### Goal of the exercise
In which lines of the data does the string "long" appear? Copy every one.

(Given information begins)

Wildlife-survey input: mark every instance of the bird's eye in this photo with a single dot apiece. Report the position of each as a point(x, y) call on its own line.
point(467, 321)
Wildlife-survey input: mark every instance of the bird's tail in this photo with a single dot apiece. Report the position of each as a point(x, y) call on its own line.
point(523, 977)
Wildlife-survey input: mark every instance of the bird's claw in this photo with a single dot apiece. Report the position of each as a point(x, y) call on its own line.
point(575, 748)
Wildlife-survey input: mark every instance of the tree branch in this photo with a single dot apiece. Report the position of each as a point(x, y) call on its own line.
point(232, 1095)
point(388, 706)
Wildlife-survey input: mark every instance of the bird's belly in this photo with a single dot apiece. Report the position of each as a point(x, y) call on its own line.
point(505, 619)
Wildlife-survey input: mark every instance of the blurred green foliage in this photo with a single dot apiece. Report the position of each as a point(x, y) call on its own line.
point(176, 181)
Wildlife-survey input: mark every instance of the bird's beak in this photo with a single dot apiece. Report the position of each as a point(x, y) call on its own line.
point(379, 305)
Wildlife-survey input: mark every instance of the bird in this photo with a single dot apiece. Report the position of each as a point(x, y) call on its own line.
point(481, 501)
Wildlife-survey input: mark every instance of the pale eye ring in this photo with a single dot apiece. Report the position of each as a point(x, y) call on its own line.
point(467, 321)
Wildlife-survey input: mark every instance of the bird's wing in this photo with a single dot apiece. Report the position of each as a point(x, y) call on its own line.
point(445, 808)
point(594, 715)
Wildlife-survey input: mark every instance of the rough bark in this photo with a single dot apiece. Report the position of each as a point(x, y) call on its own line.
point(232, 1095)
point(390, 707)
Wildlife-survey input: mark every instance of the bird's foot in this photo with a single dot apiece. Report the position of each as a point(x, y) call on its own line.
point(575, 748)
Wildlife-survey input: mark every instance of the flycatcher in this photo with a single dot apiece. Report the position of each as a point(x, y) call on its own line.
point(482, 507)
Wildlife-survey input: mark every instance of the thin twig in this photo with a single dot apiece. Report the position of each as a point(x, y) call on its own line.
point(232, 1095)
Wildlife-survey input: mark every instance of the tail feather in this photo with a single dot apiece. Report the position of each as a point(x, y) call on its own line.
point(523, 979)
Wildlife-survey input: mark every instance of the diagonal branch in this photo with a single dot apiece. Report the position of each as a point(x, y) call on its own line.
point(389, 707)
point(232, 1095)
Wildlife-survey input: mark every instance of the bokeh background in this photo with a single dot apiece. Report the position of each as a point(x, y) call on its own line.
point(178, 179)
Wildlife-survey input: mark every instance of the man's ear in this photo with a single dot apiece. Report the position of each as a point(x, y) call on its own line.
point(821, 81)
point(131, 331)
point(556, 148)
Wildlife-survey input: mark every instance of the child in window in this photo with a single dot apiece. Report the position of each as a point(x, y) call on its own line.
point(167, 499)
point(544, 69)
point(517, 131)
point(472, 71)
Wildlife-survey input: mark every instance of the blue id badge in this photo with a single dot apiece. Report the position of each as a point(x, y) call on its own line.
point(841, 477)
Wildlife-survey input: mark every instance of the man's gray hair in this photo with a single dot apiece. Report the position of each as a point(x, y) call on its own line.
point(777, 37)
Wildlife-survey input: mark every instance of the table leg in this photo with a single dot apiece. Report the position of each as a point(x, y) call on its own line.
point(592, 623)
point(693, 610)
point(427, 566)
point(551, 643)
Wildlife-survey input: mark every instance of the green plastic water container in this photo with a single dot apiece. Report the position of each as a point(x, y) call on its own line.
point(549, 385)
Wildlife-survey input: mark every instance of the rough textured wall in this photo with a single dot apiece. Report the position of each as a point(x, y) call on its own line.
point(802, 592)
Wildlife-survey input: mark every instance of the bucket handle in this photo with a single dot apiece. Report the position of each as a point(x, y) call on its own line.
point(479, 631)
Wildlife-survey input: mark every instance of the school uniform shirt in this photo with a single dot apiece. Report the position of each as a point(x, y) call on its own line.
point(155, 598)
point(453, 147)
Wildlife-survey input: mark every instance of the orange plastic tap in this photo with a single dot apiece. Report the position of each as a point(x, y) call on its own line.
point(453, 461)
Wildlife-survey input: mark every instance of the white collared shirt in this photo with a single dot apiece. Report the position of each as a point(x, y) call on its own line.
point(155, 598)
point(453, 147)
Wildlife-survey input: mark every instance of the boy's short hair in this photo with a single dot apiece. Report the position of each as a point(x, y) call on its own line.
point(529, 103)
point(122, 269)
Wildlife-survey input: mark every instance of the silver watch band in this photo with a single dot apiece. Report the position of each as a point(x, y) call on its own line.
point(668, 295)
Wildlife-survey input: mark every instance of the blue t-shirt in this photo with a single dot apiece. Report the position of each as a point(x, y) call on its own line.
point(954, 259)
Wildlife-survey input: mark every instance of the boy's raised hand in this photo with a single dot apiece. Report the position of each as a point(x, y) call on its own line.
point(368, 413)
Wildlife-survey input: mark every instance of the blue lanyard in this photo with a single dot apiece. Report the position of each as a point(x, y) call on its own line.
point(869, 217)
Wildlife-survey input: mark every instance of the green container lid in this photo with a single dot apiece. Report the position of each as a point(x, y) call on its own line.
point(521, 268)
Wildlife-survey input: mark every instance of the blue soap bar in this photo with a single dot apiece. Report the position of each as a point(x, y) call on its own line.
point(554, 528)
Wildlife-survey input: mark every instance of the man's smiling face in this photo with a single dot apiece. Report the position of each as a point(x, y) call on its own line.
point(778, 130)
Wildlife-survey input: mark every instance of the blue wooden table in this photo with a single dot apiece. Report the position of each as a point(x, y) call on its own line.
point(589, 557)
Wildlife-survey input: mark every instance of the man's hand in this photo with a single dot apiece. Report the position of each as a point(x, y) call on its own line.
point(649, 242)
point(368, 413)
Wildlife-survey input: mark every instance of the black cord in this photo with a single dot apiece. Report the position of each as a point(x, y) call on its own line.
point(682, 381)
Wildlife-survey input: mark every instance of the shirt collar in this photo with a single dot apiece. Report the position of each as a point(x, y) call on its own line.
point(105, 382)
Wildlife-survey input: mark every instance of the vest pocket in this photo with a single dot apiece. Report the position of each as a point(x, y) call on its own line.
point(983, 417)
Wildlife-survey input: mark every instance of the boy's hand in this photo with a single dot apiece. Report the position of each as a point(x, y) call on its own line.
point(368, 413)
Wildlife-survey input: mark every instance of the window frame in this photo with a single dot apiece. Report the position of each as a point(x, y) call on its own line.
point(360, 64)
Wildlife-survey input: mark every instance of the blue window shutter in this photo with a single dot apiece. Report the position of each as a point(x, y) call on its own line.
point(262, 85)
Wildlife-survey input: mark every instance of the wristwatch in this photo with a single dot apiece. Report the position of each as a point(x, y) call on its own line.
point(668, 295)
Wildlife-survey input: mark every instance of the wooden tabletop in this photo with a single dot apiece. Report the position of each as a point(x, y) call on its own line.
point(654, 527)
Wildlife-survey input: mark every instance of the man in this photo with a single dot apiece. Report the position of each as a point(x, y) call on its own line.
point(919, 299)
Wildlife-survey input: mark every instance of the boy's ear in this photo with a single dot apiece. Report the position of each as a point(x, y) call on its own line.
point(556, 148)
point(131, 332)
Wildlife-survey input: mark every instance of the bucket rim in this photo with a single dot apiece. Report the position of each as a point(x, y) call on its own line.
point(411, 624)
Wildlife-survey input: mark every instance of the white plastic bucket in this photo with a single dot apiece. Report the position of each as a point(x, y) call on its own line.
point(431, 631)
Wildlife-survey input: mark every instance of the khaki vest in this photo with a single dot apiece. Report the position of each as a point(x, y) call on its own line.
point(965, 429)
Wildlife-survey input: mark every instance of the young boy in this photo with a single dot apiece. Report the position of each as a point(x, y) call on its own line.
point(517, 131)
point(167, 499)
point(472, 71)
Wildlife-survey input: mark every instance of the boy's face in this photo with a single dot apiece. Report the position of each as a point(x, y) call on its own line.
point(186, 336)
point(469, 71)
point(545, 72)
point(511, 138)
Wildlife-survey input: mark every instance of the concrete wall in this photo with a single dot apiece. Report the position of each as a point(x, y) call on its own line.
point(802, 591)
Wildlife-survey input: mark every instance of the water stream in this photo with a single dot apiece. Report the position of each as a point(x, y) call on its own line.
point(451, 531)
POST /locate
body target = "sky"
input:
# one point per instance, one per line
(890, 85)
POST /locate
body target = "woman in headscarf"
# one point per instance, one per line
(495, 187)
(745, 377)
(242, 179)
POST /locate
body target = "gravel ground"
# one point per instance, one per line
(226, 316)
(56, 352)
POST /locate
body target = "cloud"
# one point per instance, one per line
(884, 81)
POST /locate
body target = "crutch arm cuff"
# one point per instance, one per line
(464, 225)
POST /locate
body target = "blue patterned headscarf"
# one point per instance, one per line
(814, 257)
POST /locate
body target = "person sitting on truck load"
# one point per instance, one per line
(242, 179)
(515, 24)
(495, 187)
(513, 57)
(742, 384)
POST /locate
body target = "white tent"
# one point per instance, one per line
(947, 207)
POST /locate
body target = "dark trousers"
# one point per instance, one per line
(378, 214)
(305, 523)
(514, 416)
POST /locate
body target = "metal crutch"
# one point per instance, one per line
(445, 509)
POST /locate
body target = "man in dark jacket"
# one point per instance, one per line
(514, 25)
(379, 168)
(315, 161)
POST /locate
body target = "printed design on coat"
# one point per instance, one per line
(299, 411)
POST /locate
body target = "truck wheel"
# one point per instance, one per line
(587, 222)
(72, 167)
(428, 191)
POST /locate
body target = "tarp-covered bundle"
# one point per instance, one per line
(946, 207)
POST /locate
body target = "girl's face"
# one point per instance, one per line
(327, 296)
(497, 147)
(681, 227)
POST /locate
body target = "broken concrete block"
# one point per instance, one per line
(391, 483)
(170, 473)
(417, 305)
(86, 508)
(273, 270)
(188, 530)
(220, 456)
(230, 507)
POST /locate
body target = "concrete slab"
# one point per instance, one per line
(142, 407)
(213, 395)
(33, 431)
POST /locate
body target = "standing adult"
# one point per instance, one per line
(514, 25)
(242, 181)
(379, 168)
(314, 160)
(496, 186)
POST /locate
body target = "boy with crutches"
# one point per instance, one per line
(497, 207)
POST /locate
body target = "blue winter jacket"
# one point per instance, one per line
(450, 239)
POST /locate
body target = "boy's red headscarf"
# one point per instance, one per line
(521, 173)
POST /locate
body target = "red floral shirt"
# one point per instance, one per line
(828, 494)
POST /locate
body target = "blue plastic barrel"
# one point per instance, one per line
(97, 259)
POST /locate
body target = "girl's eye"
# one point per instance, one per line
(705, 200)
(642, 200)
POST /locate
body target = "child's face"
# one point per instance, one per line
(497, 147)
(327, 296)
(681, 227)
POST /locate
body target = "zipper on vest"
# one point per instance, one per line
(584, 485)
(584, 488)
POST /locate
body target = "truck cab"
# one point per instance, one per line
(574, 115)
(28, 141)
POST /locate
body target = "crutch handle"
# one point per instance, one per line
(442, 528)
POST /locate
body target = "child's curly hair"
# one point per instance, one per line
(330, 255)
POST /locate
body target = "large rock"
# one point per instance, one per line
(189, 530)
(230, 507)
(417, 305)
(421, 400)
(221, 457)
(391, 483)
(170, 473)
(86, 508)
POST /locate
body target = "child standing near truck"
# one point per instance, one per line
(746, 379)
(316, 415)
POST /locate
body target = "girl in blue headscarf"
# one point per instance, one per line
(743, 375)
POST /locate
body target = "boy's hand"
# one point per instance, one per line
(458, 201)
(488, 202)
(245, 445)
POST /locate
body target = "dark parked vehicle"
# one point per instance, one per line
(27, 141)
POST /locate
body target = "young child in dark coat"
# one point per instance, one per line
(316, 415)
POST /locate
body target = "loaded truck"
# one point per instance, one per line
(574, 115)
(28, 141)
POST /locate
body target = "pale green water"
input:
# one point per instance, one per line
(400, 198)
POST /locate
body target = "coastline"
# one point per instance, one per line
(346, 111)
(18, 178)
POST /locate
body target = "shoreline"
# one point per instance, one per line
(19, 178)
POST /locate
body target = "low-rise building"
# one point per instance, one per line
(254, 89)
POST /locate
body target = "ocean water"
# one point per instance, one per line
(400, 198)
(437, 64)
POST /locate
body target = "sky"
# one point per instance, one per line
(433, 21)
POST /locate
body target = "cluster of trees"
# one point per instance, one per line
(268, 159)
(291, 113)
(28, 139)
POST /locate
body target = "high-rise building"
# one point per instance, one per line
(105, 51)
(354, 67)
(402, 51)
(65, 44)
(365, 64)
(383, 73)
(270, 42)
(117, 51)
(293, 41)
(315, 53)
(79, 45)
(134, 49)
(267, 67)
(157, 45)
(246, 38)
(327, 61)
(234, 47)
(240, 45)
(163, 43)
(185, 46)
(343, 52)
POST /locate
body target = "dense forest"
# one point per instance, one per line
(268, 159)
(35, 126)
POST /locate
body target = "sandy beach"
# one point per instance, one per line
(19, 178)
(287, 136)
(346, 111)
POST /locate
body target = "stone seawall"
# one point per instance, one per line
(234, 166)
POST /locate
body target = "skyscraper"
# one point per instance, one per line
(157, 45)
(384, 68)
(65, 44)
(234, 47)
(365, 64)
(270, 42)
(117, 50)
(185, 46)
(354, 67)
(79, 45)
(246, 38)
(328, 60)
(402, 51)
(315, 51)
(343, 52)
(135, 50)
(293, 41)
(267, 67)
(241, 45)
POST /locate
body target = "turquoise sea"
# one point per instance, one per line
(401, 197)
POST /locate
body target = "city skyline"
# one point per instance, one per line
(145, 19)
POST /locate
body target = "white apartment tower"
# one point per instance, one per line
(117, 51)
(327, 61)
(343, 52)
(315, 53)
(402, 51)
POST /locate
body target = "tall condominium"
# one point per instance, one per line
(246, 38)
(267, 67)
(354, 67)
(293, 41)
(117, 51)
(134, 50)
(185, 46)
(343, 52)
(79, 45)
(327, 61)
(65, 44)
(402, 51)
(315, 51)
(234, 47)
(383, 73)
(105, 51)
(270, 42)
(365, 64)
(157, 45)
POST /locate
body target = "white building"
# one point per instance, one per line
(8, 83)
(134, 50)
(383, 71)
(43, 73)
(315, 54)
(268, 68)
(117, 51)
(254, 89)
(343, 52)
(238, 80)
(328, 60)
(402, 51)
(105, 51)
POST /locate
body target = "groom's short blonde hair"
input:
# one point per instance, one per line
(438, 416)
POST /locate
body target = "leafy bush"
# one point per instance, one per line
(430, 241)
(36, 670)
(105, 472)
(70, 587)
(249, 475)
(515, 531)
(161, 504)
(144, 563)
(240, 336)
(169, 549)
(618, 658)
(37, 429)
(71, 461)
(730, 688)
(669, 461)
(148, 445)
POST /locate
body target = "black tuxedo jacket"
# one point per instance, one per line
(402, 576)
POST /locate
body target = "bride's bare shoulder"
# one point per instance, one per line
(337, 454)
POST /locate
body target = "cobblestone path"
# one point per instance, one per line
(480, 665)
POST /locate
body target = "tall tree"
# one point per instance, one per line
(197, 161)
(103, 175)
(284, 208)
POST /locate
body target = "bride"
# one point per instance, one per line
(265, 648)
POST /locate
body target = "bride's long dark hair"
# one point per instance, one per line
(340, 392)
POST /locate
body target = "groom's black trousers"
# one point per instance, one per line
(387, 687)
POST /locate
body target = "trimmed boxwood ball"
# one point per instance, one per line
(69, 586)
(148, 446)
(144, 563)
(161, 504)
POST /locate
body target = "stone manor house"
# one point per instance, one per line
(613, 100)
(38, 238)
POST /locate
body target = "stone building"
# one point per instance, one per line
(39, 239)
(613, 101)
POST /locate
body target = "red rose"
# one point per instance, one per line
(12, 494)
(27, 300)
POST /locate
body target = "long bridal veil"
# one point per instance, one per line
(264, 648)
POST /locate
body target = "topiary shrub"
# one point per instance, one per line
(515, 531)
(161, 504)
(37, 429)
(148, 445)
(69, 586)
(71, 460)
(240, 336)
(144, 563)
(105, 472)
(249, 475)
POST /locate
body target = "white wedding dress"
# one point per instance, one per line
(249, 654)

(Given information ends)

### Response below
body target = "bride's long dark hair"
body target = "long bridal veil"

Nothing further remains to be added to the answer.